<<<<

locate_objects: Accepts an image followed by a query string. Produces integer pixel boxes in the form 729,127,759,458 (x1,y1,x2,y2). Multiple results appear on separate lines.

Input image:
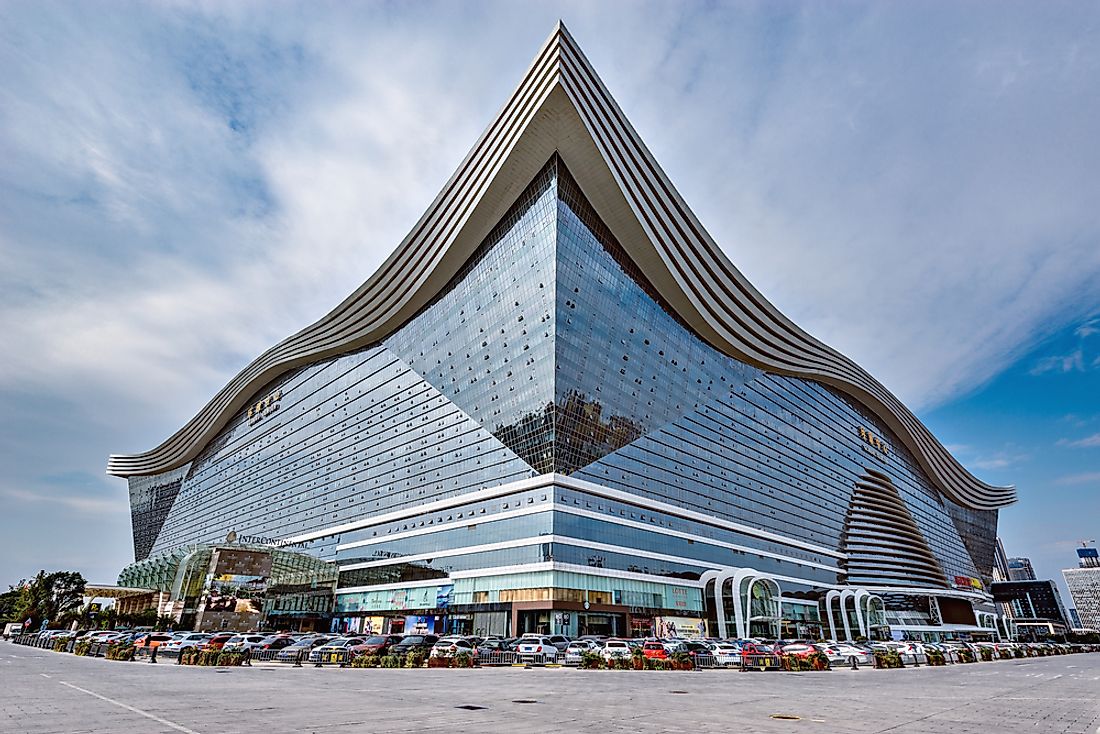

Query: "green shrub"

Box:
107,645,134,660
875,650,905,668
670,650,695,670
351,655,378,668
215,650,244,668
579,651,607,670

>>>>

Copy the records above word for word, without the pictures.

locate_objects: Accepts an image followed by a query string. Produces integer pixel boxes in the form 729,127,759,458 (x1,y1,x2,y2). Multiple results appear on separate lines.

Input image:

Query: "green shrub"

Box:
107,645,134,660
875,650,905,668
670,650,695,670
351,655,378,668
215,650,244,668
579,651,607,670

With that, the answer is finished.